Aim of the exercise →
Return every one of the following lines unchanged, character for character and in the same order.

Supplied entries →
▼▼▼
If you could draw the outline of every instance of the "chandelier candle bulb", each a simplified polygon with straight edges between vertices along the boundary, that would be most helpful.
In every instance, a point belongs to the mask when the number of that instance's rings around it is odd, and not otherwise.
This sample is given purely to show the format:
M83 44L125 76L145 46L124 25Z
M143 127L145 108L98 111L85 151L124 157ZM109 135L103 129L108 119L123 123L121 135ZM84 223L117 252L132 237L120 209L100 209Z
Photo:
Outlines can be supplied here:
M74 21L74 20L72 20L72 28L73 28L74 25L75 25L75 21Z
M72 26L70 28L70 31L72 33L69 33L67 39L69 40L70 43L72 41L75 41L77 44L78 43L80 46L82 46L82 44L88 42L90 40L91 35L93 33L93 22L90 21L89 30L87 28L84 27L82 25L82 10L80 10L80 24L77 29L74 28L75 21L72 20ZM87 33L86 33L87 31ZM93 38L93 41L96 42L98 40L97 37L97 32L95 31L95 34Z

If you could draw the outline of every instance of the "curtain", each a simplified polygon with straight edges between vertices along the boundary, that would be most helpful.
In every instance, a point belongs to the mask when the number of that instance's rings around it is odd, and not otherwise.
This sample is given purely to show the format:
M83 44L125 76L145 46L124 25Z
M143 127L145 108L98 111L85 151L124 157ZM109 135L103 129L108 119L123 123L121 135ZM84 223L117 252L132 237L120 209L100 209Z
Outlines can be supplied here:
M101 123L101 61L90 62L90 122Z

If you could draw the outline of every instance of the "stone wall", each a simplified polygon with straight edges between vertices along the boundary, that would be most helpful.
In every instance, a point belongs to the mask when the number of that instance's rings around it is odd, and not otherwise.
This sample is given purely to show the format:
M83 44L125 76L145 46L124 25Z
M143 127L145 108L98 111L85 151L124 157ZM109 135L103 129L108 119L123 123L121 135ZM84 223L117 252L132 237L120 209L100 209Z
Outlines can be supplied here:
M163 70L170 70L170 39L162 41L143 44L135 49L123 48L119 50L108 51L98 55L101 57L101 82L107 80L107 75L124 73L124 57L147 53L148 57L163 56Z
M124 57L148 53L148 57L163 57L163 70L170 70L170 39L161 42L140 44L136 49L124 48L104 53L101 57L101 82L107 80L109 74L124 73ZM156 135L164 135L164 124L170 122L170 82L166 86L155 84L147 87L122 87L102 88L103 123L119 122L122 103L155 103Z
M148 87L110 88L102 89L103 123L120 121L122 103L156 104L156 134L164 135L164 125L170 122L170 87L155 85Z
▲▲▲
Solved exercise →
If you could draw the outline of every instance of the "chandelier candle bulb", each a simplified polygon with straight edges between vertices along the boundary, that would be most helpful.
In every instance, a point belongs to the mask when the number of that instance's rings around it is odd, and not otherwise.
This sample is given purely to show the format:
M83 44L125 76L145 46L124 25Z
M143 127L145 108L98 111L85 151L124 157ZM109 135L103 129L108 119L123 123L121 135ZM84 223L117 252L132 237L120 209L100 209Z
Photo:
Outlines can be supplied here:
M74 21L74 20L72 20L72 28L73 28L74 25L75 25L75 21Z
M72 26L70 28L70 31L72 33L69 33L67 39L69 40L70 43L72 41L75 41L77 44L78 43L80 46L82 46L82 44L88 42L90 40L91 35L93 33L93 22L90 21L89 30L87 28L84 27L82 25L82 10L80 10L80 24L77 29L74 28L75 21L72 20ZM87 33L86 33L87 31ZM93 38L93 41L96 42L98 40L97 37L97 32L95 31L95 34Z

If you could draw the outline of every instance of the "curtain", each a simplified polygon with straight edges between vertices along the boundary, that would be most helpful.
In every instance, a point belongs to the mask when the number of that instance's rings around it is odd, and not otherwise.
This sample is given purely to show the format:
M83 44L125 76L145 46L124 25Z
M143 127L145 108L98 111L85 151L124 157ZM109 135L103 129L108 119L123 123L121 135ZM84 223L117 252L132 237L120 209L100 209Z
Outlines can be supplied here:
M101 123L101 61L90 62L90 122Z

If you could draw the outline of every instance of the "stone wall", each a simplified polygon with straight edges between vertices along the boundary, that would be most helpful.
In every instance, a point belongs to the mask when the number of that instance's rings around it is odd, and not otherwise.
This sample is given purely to show the format:
M83 44L125 76L145 46L124 25Z
M143 127L145 108L98 111L85 151L124 157ZM109 135L103 129L108 119L123 123L121 135ZM84 223L117 252L132 237L120 209L100 209Z
Outlines can be supplied here:
M163 70L170 70L170 39L162 41L143 44L135 49L123 48L119 50L108 51L98 55L101 57L101 82L107 80L107 75L124 73L124 57L147 53L148 57L163 56Z
M124 57L148 53L148 57L163 57L163 70L170 70L170 39L161 42L140 44L136 49L124 48L104 53L101 57L101 82L107 80L109 74L124 73ZM156 135L164 135L164 124L170 122L170 82L166 86L155 84L147 87L122 87L102 88L103 123L119 122L122 103L155 103Z
M148 87L110 88L102 89L103 123L120 121L122 103L156 104L156 134L164 135L164 125L170 122L170 87L155 85Z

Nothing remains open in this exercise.